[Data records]
━━━━━━

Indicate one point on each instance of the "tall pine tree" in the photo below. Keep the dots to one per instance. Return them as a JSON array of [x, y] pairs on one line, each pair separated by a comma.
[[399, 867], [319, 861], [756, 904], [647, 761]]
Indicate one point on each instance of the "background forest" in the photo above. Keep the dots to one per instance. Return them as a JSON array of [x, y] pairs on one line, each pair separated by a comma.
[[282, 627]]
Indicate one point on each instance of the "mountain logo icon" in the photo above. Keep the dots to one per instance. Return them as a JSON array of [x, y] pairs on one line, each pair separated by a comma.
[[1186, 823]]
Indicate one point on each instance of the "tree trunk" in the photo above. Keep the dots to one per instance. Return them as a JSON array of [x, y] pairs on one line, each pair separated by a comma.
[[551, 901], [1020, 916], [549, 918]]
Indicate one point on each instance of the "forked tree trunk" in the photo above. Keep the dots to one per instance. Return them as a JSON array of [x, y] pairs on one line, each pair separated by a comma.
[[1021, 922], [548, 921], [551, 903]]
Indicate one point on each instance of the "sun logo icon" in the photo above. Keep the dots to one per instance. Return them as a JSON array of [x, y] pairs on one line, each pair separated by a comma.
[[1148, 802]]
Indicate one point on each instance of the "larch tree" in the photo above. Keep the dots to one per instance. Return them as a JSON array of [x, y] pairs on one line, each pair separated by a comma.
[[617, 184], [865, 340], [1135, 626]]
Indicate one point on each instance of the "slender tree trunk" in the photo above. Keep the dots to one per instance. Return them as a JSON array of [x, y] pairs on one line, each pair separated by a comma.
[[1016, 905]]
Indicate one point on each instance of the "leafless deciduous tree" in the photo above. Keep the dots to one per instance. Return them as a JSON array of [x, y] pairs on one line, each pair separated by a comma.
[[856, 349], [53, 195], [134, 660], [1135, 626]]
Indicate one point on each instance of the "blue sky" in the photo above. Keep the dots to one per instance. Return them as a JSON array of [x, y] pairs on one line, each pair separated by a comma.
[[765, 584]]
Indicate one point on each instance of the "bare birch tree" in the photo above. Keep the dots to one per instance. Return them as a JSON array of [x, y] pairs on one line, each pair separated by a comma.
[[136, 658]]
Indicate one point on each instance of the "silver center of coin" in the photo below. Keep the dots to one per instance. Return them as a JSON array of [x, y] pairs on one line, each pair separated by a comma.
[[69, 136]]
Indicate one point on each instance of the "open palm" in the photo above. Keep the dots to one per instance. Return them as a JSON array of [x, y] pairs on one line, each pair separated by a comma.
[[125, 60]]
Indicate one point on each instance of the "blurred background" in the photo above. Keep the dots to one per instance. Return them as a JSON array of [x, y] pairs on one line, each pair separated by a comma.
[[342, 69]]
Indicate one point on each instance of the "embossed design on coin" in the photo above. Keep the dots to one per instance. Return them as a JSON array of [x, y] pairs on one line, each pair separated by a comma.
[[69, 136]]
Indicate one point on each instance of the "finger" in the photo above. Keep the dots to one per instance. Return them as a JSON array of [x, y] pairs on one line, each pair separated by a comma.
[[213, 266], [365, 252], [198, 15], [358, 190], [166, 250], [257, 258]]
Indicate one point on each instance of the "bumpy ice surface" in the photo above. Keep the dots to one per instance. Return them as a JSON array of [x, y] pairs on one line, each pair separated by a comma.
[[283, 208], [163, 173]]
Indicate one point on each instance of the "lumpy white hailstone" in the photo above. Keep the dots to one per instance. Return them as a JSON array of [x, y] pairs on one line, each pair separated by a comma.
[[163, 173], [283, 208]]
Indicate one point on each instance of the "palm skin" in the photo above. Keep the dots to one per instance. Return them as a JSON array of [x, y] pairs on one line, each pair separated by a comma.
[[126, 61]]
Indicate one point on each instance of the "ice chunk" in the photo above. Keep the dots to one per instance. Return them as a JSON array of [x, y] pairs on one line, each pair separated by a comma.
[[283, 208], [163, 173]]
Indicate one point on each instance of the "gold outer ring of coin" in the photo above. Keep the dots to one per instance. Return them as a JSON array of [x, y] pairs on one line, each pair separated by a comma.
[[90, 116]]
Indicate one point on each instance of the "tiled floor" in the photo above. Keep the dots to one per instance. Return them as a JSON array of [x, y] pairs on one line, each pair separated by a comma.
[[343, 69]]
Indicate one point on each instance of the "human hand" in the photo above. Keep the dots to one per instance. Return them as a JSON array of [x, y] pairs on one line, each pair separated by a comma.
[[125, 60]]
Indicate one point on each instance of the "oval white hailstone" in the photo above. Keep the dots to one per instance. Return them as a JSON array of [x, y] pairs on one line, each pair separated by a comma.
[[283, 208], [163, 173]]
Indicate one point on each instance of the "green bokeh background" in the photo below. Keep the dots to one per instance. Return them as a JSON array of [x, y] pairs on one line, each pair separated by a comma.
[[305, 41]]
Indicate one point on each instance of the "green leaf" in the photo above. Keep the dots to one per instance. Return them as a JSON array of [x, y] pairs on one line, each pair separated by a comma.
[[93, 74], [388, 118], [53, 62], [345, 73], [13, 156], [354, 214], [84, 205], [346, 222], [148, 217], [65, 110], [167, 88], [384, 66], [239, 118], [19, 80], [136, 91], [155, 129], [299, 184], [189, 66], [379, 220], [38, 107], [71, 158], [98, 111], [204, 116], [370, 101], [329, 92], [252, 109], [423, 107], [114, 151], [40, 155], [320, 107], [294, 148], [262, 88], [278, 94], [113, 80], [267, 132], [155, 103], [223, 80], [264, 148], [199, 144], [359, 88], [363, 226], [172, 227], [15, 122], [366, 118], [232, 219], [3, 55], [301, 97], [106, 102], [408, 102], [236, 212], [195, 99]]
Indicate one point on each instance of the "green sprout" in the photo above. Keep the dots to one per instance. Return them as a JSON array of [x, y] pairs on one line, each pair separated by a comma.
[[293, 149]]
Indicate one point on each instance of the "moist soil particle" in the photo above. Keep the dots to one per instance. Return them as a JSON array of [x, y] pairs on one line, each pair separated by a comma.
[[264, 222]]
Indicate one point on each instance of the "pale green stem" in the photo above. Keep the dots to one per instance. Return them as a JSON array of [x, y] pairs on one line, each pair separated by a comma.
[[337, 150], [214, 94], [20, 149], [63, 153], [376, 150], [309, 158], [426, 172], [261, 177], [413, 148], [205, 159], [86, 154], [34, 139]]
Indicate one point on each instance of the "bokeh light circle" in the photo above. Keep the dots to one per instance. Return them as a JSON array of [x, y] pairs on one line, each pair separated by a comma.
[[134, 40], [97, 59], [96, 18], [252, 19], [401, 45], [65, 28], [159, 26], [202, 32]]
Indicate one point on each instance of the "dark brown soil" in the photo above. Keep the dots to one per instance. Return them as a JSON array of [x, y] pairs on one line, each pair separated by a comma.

━━━━━━

**Problem details**
Please transcribe the data shown above in full, exactly as it stands.

**Answer space**
Indicate one point on each instance of the "tall pine tree" in the photo below. Keep the dots to one per instance. Return them as a JSON array of [x, y] pairs on one line, each pair separated by a comma.
[[399, 867], [319, 861], [756, 904], [647, 761]]
Indicate one point on each instance of the "background forest" in the photo above. Keep the dots to one per instance. Return them as a JSON array of [x, y] pairs on one line, each pair separated by a comma.
[[282, 627]]
Indicate one point on each instance of the "mountain logo icon" in the photo above. Keep the dots to one per instance. Return them as a JSON array of [x, y] pairs on one line, each pair separated by a comma.
[[1186, 823]]
Indicate one point on each instance of the "tree trunk" in the photo above. Keep the dots to one per instance. Return them as a JSON array of [x, y] pairs on one line, each pair separated by a comma.
[[551, 901], [1020, 916], [549, 918]]
Indicate one point on each instance of the "forked tree trunk" in the photo above. Keep the dots to one per instance. Return them as a JSON array of [x, y] pairs on one line, each pair separated by a comma.
[[1021, 922], [548, 921], [551, 903]]
Indicate one point on each instance of the "sun logo icon" in the photo above. Keep the dots to one per instance. Return them as a JSON array of [x, y] pairs on one line, each pair separated by a comma.
[[1148, 802]]
Indicate one point on each instance of the "larch tree" in the photo above. Keep the dots to one per instance. Return them as a JSON array of [x, y] pairs on one line, each pair separated by a comma.
[[617, 184], [865, 340], [1135, 626]]
Indicate one point on each instance of the "slender tree trunk" in the photo above. Keep the dots to one per instance. Return them as a JSON array of [x, y] pairs on one line, each pair separated by a comma.
[[1016, 905]]
Indicate one point on each instance of the "leafless deciduous tree" in the photo above. Keep the dots to one per instance. Return them as a JSON array of [x, y] pairs on one line, each pair separated by a comma.
[[856, 349], [53, 195], [134, 660], [1135, 626]]
Indicate one point on each instance of the "blue sky" in the photo above. Keep the dots to one per instance. Return them as a JSON array of [x, y] pairs on one line, each pair separated by a comma.
[[765, 584]]
Indicate one point on each instance of the "bare birch tree" in the photo above. Keep the dots to one per instance. Return them as a JSON array of [x, y] pairs on one line, each pair separated by a comma.
[[136, 658]]
Indicate one point on each instance of the "silver center of coin" in the photo below. Keep the dots to one per instance. Return them as a JSON array of [x, y] pairs on one line, each pair separated by a comma.
[[69, 136]]
Indicate one point on each instance of the "open palm" in the photo above. Keep the dots to one per instance. Return them as a JSON array of [x, y] pairs on one line, each pair separated by a comma.
[[125, 60]]
Indicate one point on each instance of the "blurred background" in the photo above. Keep the dots to one per instance. Return them as a JSON array of [x, y] pairs on one line, each pair separated by a comma.
[[342, 69]]
Indicate one point on each instance of the "embossed design on coin" in the photo above. Keep the dots to one per instance. Return them as a JSON array of [x, y] pairs on one line, each pair separated by a comma.
[[69, 136]]
Indicate one point on each instance of the "finger" in the photo above. Keep the dots to one per instance. Return them as a JSON array of [x, y] pairs on one line, each pair separated by a comma.
[[213, 266], [365, 252], [198, 15], [358, 190], [166, 250], [257, 258]]
Indicate one point on each instance of the "bumpy ice surface" in the photo above. Keep the dots to one per instance. Return them as a JSON array of [x, y] pairs on one line, each pair separated by a comma.
[[283, 208], [163, 173]]
Indicate one point on each instance of the "lumpy white hailstone" in the photo above. Keep the dots to one per instance. Return them as a JSON array of [x, y] pairs on one line, each pair separated by a comma.
[[163, 173], [283, 208]]
Indicate one point on each instance of the "palm skin" in the photo above. Keep the dots to one per instance. Return them as a JSON array of [x, y] pairs on one line, each pair separated by a comma.
[[126, 61]]
Indicate one point on each instance of the "ice chunk" in the photo above. Keep the dots to one per instance. Return them as a JSON array of [x, y] pairs on one line, each pair separated by a comma.
[[283, 208], [163, 173]]
Indicate one point on each instance of the "gold outer ring of coin" in the photo above. Keep the dots to one per instance. Return them as a JSON array of [x, y] pairs on one line, each pair separated by a comma.
[[90, 116]]
Indicate one point on each instance of the "tiled floor" in the photo above. Keep the dots to one per instance. Return them as a JSON array of [x, y] pairs on one line, each pair separated by a comma.
[[343, 69]]
Indicate one point on each instance of the "human hand" in the photo above. Keep the dots to one per instance. Return them as a JSON array of [x, y] pairs on one line, each pair separated by a comma.
[[125, 60]]
Indicate one point on each instance of the "oval white hailstone" in the photo above. Keep the dots to one per instance. Return them as a JSON array of [x, y] pairs on one line, each pair separated by a comma.
[[283, 208], [163, 173]]
Indicate one point on each instance of the "green bokeh background" in the photo below. Keep the dots to one per instance. Return them as a JSON array of [x, y] pairs on one line, each pair separated by a comma.
[[305, 41]]
Indicate one point on each instance of the "green leaf" in the photo above. Keep the dots to one per instance. Return them as a JSON array of [x, y] pairs on one line, each pair separated by a comma.
[[93, 74], [388, 118], [53, 62], [345, 73], [13, 156], [354, 214], [84, 205], [346, 222], [148, 217], [65, 110], [167, 88], [384, 66], [239, 118], [19, 80], [136, 91], [155, 129], [299, 184], [189, 66], [379, 220], [38, 107], [71, 158], [98, 111], [204, 116], [370, 101], [329, 92], [252, 109], [423, 107], [114, 151], [40, 155], [320, 107], [294, 148], [262, 88], [278, 94], [113, 80], [267, 132], [155, 103], [223, 80], [264, 148], [199, 144], [359, 88], [363, 226], [172, 227], [15, 122], [366, 118], [232, 219], [3, 55], [301, 97], [106, 102], [408, 102], [236, 212], [195, 99]]
Indicate one point on each instance of the "green sprout" in the photo above. Keep the dots to one per instance. Return them as a JSON array of [x, y] pairs on one line, each pair separated by a comma.
[[293, 149]]
Indicate one point on each instance of the "moist soil particle" in the photo above. Keep the dots to one per instance. Return them as a JSON array of [x, y] pairs on one line, each pair separated by a comma.
[[264, 222]]
Indicate one point on each instance of the "pale green stem" in the photo above. Keep the dots to one per instance. Return them as a JSON array of [x, y] pairs on one line, each pair separated by a comma.
[[337, 150], [214, 94], [20, 149], [63, 153], [376, 150], [309, 158], [426, 172], [261, 177], [413, 148], [205, 159], [86, 154], [34, 139]]
Indicate one point on each instance of the "bokeh light circle" in the photo above. Keep the dots to one per instance. Return them as a JSON array of [x, y] pairs on one line, each pair separated by a comma.
[[134, 40], [97, 59], [96, 18], [252, 19], [401, 45], [65, 28], [159, 26], [202, 32]]
Indicate one point on each instance of the "dark brown soil" in the photo above. Keep the dots to one per instance. Return them as a JSON array of [x, y] pairs on one line, each pair separated by a comma.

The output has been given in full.